1. Know the symptoms of hypoglycemia.

Hypoglycemia can be more devastating than hyperglycemia (which should be avoided as well), and can more quickly lead to end organ damage or even death.
In the event that you witness these symptoms, first check a blood sugar. The diabetic should be encouraged to drink if they are able. If they are unconscious, call 911 immediately. If he/she wears an insulin pump, know how to either turn it off or remove it.


2. Know what type of diabetes your loved one has and what medications they are taking, particularly if insulin is a part of their regimen.

Not everyone has to know the regimen, but someone besides the patient should know this information or have access to a medication list in case e patient is incapacitated.

3. Don’t be the food police.

“Should you eat THAT!? Food shaming just doesn’t help. Yes, we know we are diabetic. Yes, we are eating cake, or whatever treat. Being diabetic means making a lot of changes, not just to how and what we eat, but also to how we live our lives. A lot of us, just want to be normal, particularly at family gatherings. So if we eat a small slice of cake or pie or whatever- let it go. Many of us, make exchanges in our diets and make the necessary adjustments in exercise, food choices and medication.


4. Unsolicited advice is unwanted.

We know you mean well and are trying to help. Being diabetic is more complicated than it seems. So when you say…
“Well if you just watched your diet and exercise, you’ll be fine and maybe won’t need your insulin/medications.”
“My sister/friend/church member/random person at the grocery store/ Dr. Oz says/does/takes this (insert whatever “treatment” regimen here) and they have diabetes too…”

Expect a long sigh and perhaps even an eye roll. While diet and exercise are good things for all of us to do, hat may not change the need for insulin or medications. Also understand that every journey with diabetes is as different as the individuals with this disease.




5. We are regular people living with a disease that:
A. We didn’t ask for, and
B. We don’t want.

We are not perfect. We will not eat perfectly all the time. We need compassion, love and understanding.

### DATA EXCERPT

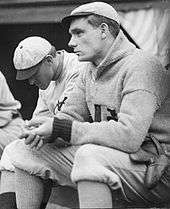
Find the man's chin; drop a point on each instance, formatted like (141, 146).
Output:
(82, 59)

### DIRECTIONS FOR THIS TASK
Reproduce the numbered text on living with diabetes in full, character for character.

### YOUR SOLUTION
1. Know the symptoms of hypoglycemia.

Hypoglycemia can be more devastating than hyperglycemia (which should be avoided as well), and can more quickly lead to end organ damage or even death.
In the event that you witness these symptoms, first check a blood sugar. The diabetic should be encouraged to drink if they are able. If they are unconscious, call 911 immediately. If he/she wears an insulin pump, know how to either turn it off or remove it.


2. Know what type of diabetes your loved one has and what medications they are taking, particularly if insulin is a part of their regimen.

Not everyone has to know the regimen, but someone besides the patient should know this information or have access to a medication list in case e patient is incapacitated.

3. Don’t be the food police.

“Should you eat THAT!? Food shaming just doesn’t help. Yes, we know we are diabetic. Yes, we are eating cake, or whatever treat. Being diabetic means making a lot of changes, not just to how and what we eat, but also to how we live our lives. A lot of us, just want to be normal, particularly at family gatherings. So if we eat a small slice of cake or pie or whatever- let it go. Many of us, make exchanges in our diets and make the necessary adjustments in exercise, food choices and medication.


4. Unsolicited advice is unwanted.

We know you mean well and are trying to help. Being diabetic is more complicated than it seems. So when you say…
“Well if you just watched your diet and exercise, you’ll be fine and maybe won’t need your insulin/medications.”
“My sister/friend/church member/random person at the grocery store/ Dr. Oz says/does/takes this (insert whatever “treatment” regimen here) and they have diabetes too…”

Expect a long sigh and perhaps even an eye roll. While diet and exercise are good things for all of us to do, hat may not change the need for insulin or medications. Also understand that every journey with diabetes is as different as the individuals with this disease.




5. We are regular people living with a disease that:
A. We didn’t ask for, and
B. We don’t want.

We are not perfect. We will not eat perfectly all the time. We need compassion, love and understanding.